**Given instruction 1**
In the reply below about WebBootCaT, say whether each statement agrees with it: (a) WebBootCaT can be used apart from SketchEngine; (b) BootCaT costs nothing; (c) filtering out texts not written in good English is a settled matter. For each, answer yes or no and quote the deciding words.
**Given instruction 2**
From the reply below about WebBootCaT, list every job it says WebBootCaT handles.
**Given instruction 3**
Pick up the reply below about WebBootCaT after its last sentence and carry it on.

::: Text extract

[Corpora-List] Criteria for an ESP Vocabulary List

Tue Apr 29 09:06:22 UTC 2008

Michael,

You ask
> Can the WebBootCaT tool you mention be used independently of
SketchEngine ...
No, but the price is affordable.  BootCaT is available for free, so may well
suit people with the skills to run perl scripts.   WebBootCaT handles the
processes of cleaning up the data, removing duplicates, POS-tagging and
lemmatising (for quite a few lgs) and loading into the corpus tool, and
hosts the data, which, even for some people with perl skills, will be worth
a couple of cups of coffee a month.

Filtering texts where there is evidence that they are not written in good
English is current research.  I'm not sure if that fits what you mean by
unauthoritative sources.  There is usually a tradeoff between "getting
exactly what you want" and taking too narrow a view of the language type you
are seeking.

::::::
::: Extracted records

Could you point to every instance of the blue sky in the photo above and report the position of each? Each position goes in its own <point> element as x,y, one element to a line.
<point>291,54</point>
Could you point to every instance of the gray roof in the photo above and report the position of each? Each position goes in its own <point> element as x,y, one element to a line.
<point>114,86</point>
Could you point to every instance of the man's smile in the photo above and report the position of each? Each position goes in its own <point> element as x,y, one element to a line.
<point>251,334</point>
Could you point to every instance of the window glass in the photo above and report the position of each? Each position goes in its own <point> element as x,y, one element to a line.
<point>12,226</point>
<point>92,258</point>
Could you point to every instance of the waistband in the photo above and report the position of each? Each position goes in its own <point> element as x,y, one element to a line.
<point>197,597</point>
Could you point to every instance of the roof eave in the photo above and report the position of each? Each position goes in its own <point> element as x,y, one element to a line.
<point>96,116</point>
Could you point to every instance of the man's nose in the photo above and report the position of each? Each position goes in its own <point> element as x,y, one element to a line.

::::::

**Right answer 1**
(a) No: "No, but the price is affordable."
(b) Yes: "BootCaT is available for free"
(c) No: "Filtering texts where there is evidence that they are not written in good English is current research."

**Right answer 2**
- Cleaning up the data
- Removing duplicates
- POS-tagging
- Lemmatising (for quite a few languages)
- Loading into the corpus tool
- Hosting the data

**Right answer 3**
The other trouble with 'authoritative sources' is it implies checking them
one-by-one, with corpora correspondingly much smaller and slower to
produce.  So people are often stuck with a choice: get a corpus that is
large, quick, and on target but without knowing exactly what is in it OR
make do with one that is much smaller and/or doesn't really fit your
research agenda or teaching plan.

adam

2008/4/28 <M.I.Friedbichler at uibk.ac.at>:

>  Michael Friedbichler wrote on Sat, 26 Apr 2008 11:21:27 +0200:
>  *> > You should be aware, though, that this is not a project you can *
> *> > complete within a few weeks.*
>
> Adam Kilgarriff wrote on Mon, 28 Apr 2008 07:58:07 +0100:
>  *> This kind of corpus-building can be done very quickly using*
> *> BootCaT and related tools, eg WebBootCaT (available at*
> *> http://www.sketchengine.co.uk ).*
> *> The basic process takes a few minutes, and a series of*
> *> iterations, to refine and improve the corpus, may be a day or two's
> work. We also*
> *> build in lemmatising, POS-tagging and loading into a corpus query tool.
> *
>
> Adam, dear corpora list members:
>
> If one doesn't mind the noise in corpora derived from the web, this is
> indeed an elegant solution. Getting rid of all the unauthoritative
> sources, however, might be a time-consuming task lurking behind the
> seemingly instant harvest from the web.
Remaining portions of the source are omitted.